'''
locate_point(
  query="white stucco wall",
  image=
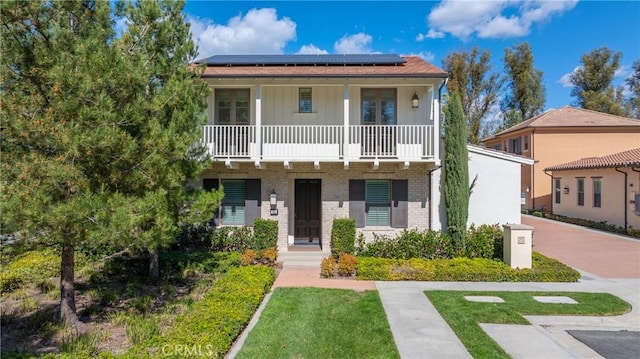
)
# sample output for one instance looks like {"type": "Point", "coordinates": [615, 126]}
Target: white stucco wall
{"type": "Point", "coordinates": [496, 194]}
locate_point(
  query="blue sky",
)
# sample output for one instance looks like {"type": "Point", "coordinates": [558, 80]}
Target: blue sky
{"type": "Point", "coordinates": [559, 32]}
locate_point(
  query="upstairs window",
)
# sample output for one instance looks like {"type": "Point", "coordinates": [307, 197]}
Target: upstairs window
{"type": "Point", "coordinates": [378, 106]}
{"type": "Point", "coordinates": [516, 146]}
{"type": "Point", "coordinates": [304, 100]}
{"type": "Point", "coordinates": [232, 106]}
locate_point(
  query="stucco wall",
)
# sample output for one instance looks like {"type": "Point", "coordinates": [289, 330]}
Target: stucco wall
{"type": "Point", "coordinates": [613, 190]}
{"type": "Point", "coordinates": [551, 146]}
{"type": "Point", "coordinates": [496, 194]}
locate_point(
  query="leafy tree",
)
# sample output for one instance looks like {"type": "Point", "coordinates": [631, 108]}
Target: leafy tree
'''
__AIM__:
Each record should be quoted exactly, with the images omitted.

__THE REPLY__:
locate_point(
  query="white stucco wall",
  image=
)
# sample output for one instance looks like {"type": "Point", "coordinates": [615, 126]}
Target: white stucco wall
{"type": "Point", "coordinates": [496, 194]}
locate_point(
  query="blue sky",
)
# sample output for one instance looks like {"type": "Point", "coordinates": [558, 80]}
Target: blue sky
{"type": "Point", "coordinates": [559, 32]}
locate_point(
  query="upstairs window",
)
# sample output for one instance looks like {"type": "Point", "coordinates": [307, 197]}
Target: upstairs window
{"type": "Point", "coordinates": [378, 106]}
{"type": "Point", "coordinates": [516, 146]}
{"type": "Point", "coordinates": [304, 100]}
{"type": "Point", "coordinates": [232, 106]}
locate_point(
  query="stucco wall",
)
# sample output for one instance looks like {"type": "Point", "coordinates": [289, 330]}
Target: stucco wall
{"type": "Point", "coordinates": [613, 190]}
{"type": "Point", "coordinates": [551, 146]}
{"type": "Point", "coordinates": [496, 194]}
locate_point(
  query="leafy tree",
)
# sample output for one instance looks like {"type": "Point", "coordinates": [631, 108]}
Target: leafy tree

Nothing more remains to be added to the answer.